▶ Problem requirements
Return, word for word, every line that follows.

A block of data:
Begin

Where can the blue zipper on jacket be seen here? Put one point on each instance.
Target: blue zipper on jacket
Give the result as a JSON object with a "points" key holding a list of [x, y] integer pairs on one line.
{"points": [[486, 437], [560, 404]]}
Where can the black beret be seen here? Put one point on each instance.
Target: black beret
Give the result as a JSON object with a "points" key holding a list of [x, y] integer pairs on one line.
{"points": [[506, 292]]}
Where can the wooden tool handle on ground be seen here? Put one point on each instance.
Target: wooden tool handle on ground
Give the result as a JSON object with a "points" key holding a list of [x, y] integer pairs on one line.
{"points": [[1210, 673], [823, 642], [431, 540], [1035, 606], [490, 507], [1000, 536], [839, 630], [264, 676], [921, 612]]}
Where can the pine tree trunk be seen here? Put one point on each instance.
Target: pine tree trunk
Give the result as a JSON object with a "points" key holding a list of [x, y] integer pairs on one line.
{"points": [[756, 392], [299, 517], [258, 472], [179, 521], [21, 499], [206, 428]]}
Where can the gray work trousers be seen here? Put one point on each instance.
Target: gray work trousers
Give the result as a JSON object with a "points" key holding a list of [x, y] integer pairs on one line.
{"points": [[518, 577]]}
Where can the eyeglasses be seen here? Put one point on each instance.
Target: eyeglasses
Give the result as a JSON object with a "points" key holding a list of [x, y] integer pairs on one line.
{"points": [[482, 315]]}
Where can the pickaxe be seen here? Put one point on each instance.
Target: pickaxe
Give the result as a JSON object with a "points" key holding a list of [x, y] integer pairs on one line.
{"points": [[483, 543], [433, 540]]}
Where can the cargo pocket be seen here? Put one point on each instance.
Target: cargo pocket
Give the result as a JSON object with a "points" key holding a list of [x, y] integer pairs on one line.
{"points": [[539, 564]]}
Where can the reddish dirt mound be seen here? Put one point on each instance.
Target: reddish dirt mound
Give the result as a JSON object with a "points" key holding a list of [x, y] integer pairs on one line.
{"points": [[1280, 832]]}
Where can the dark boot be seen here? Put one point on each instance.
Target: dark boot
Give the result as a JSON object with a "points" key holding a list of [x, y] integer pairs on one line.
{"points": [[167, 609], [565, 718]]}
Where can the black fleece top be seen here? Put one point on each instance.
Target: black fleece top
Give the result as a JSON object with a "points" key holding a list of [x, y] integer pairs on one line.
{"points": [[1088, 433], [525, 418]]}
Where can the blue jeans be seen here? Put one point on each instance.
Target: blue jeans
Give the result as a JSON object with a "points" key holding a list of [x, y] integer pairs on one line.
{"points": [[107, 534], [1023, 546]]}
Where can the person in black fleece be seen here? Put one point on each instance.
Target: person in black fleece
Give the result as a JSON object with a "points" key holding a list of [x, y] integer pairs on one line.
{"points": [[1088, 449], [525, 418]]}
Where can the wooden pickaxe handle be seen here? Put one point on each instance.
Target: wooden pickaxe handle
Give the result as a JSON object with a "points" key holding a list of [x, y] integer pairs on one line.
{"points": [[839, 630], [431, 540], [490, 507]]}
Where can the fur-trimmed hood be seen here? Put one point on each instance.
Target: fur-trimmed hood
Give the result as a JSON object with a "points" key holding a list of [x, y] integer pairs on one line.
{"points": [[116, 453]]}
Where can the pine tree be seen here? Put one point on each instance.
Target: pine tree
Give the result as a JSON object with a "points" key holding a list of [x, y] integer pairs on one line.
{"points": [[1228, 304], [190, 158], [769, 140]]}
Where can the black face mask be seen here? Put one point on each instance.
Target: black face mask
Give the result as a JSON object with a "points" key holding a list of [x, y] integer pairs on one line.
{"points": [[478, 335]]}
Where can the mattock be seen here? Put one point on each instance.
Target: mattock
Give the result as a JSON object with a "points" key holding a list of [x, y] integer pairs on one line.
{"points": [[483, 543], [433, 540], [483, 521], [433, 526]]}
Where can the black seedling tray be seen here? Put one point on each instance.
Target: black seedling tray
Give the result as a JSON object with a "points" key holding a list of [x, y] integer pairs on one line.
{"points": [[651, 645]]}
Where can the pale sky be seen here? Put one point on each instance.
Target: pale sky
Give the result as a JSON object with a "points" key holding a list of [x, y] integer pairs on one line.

End

▶ Exercise answer
Where can the blue zipper on jacket be seen here? Put one point on each instance.
Target: blue zipper on jacket
Give the result as a JSON object with a "points" key holding a list of [x, y] integer pairs on one line.
{"points": [[486, 437], [560, 404]]}
Where can the black beret be seen here? Put one point on each instance.
Target: black beret
Give the result as a JSON object with a "points" key holding a list of [x, y] integer pairs on one line.
{"points": [[506, 292]]}
Where can the wooden tool handle on ground be seen here? Put one point on each instance.
Target: wooden tool handle on ground
Give the result as a JSON object with a "points" key holding a list of [x, y] integer pairs on one line.
{"points": [[1210, 673], [823, 642], [431, 540], [1035, 606], [490, 507], [1000, 536], [839, 630], [264, 676], [921, 612]]}
Where can the pine tree trunk be seen here? Put one point on each instance.
Target: pine tree trunk
Give the result as a JSON object with a "points" key holding a list of [x, y] integer pairs on one line.
{"points": [[756, 392], [299, 517], [258, 472], [179, 521], [21, 499], [206, 428]]}
Where can the gray work trousers be seen here? Put one point on each instance.
Target: gray work trousers
Give the result as a JSON object with a "points" key holding a list of [x, y] integer pairs on one line.
{"points": [[518, 577]]}
Where can the eyeglasses be seen here? Put one point on each instance.
Target: eyeglasses
Give the result as a JSON object with a "points" key holding a list of [x, y] integer pairs on one line.
{"points": [[482, 315]]}
Where can the pickaxe be seen here? Put one point on each instance.
Target: pickaxe
Give the result as a JSON object with a "points" key holding a list of [x, y] integer pairs on one line.
{"points": [[483, 543], [433, 540]]}
Where can the cargo pocket be seen here? Put one point on each instance.
Target: cargo pocket
Give the result as a JSON object with a "points" key holding a list of [x, y] integer pairs on one line.
{"points": [[539, 564]]}
Where can the reddish dirt mound be seen here? Put one point on each instance.
Target: reddish dirt mound
Give the result as a JSON object with a "points" key holding a list of [x, y] integer pairs on one line.
{"points": [[1280, 832]]}
Where can the dark boot be seen here? Put one point on each instance.
Target: dark boot
Give the result as a JSON object with a "points" key holding a list of [x, y] integer pairs on one line.
{"points": [[167, 609], [565, 718]]}
Where can the black fleece top be seen here? Put one point on each instance.
Target: black fleece top
Give the result as a JSON object with a "points" key holding a list of [x, y] integer pairs on one line.
{"points": [[1088, 433], [525, 418]]}
Where can the blue jeans be seen here? Put one point on each instance.
Target: blue jeans
Give the result as a JSON object with a "points" key holding a list of [x, y] integer pairs on one line.
{"points": [[107, 534], [1023, 546]]}
Where can the person in black fleece be seen here? Put one point on each instance.
Target: person in black fleece
Give the result as a JSON object with a "points" key holding a list of [x, y] integer pairs on one line.
{"points": [[1088, 449], [525, 418]]}
Where can the wooden pickaxe handle be seen here? Put one point on each instance.
Target: wooden pickaxe handle
Give the result as a JSON object with a "points" key holding a list of [x, y] integer pairs on one line.
{"points": [[839, 630], [431, 540], [490, 507]]}
Where can the fur-trimmed hood be seen here? Put one point on each instance.
Target: fur-trimmed hood
Give the result as a JSON object with a "points" key holding a list of [x, y] integer pairs on one line.
{"points": [[116, 453]]}
Where can the pine tree be seen here? Put one point on each instance.
Target: pine tree
Give the result as a JSON object with a "points" key holding a list of [x, y] integer pairs on one line.
{"points": [[1228, 304], [190, 158], [769, 140]]}
Where can the black face mask be seen here? Put one point on each instance.
Target: black face mask
Give the result as a JSON object with a "points" key holding a list of [x, y] integer pairs on one line.
{"points": [[478, 335]]}
Where can the mattock be seen here? Put one point on each instance.
Target: mattock
Give the result as a JSON object with a "points" key holding a list of [x, y] integer pairs on one line.
{"points": [[483, 543], [433, 540], [483, 521], [433, 526]]}
Where can the black seedling tray be seen here? Put one point on each instance.
Target: black seedling tray
Give the result as a JSON object with a "points" key holding a list of [x, y] integer pairs on one line.
{"points": [[651, 645]]}
Where can the pale sky be seen here? Put one point on each instance.
Target: pale sky
Give the result as a JSON object with a "points" key holding a list of [x, y] integer pairs on one line.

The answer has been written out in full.